* Material for this exercise *

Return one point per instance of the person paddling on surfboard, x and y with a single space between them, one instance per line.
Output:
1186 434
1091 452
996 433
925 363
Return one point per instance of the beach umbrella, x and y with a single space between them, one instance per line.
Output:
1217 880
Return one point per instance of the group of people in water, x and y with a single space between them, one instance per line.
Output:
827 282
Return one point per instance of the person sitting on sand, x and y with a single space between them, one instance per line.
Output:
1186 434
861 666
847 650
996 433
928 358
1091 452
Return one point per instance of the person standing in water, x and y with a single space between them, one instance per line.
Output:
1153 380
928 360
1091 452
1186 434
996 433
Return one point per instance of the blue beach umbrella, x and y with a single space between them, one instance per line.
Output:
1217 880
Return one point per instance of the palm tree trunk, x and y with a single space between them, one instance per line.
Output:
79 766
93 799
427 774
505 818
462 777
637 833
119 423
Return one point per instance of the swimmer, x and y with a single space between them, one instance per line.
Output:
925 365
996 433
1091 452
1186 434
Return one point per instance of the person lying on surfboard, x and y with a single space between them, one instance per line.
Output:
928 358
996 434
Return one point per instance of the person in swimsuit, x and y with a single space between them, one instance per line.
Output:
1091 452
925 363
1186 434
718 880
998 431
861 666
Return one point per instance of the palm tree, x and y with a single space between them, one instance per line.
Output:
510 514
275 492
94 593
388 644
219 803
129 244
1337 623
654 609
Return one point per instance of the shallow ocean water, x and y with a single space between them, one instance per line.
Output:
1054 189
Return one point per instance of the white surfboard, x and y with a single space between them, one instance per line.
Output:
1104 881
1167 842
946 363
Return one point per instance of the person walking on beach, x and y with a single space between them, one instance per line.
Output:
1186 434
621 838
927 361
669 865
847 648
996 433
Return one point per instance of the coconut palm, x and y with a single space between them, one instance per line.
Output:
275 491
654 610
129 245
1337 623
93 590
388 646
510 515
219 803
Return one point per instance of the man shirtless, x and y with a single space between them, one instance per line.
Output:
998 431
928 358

* What is needed *
Output the listing as a two-column CSV with the header input,output. Cover everything from the line containing "Return one point per instance of the person sitting" down to the end of the listing, with one row for each "Return one point..." line and its coordinates. Put each field in quotation marks and turn line breaks into spaces.

* Written answer *
input,output
"Return one point per instance of the person sitting on sand, x and y with a single space between them, one instance per line. Output:","1186 434 861 666 847 650 996 433 928 358 1091 452"
"Return one point per instance of the person standing in water, x and y with a single space between them, one instance per line. Output:","1153 380 928 360 1091 452 1186 434 996 433"
"Return one point per instance of the blue beach umbrella, x and y with a single space between them, one instance per line. Output:","1217 880"
"Return one point per instance of the palm tree trunk, x and y with a single space between them, one instance per line. Output:","79 766 93 799 427 774 505 818 462 777 637 833 119 423"
"Return one point per instance of the swimmer, x and y with a single space between them, one instance per line. Output:","925 365 996 433 1091 452 1186 434"
"Return one point per instance of the person lying on surfboard, x and y with a single space between them, one instance per line. Output:","928 358 996 434"
"Return one point per instance of the person in swimsuit, x and y with a single space between them, one instance per line. Output:","1091 452 925 363 1186 434 718 880 998 431 861 666"
"Return one point per instance of the palm tree, x and y with a single space between them, one instance per line. Output:","510 514 275 492 94 593 388 644 219 803 129 244 1337 623 654 609"
"Return one point per instance of the shallow ocean water, x and y with a single space between them, one instance per line. Output:","1054 189"
"Return one point per instance of the white surfboard, x and y with a single space between them, one instance per line. Output:","1104 881 1167 842 946 363"
"Return one point per instance of the person walking on beach, x and y with a single space between them, one instance per line. Output:","1186 434 621 838 927 361 669 865 847 648 996 433"
"Return one point per instance of the coconut palm, x and y with a single space between them, one instance per line. Output:","275 491 654 610 129 245 1337 623 93 590 388 646 510 515 219 803"
"Return one point per instance of the man shirtless, x and y with a single space between them, one instance per line. Output:","998 431 928 358"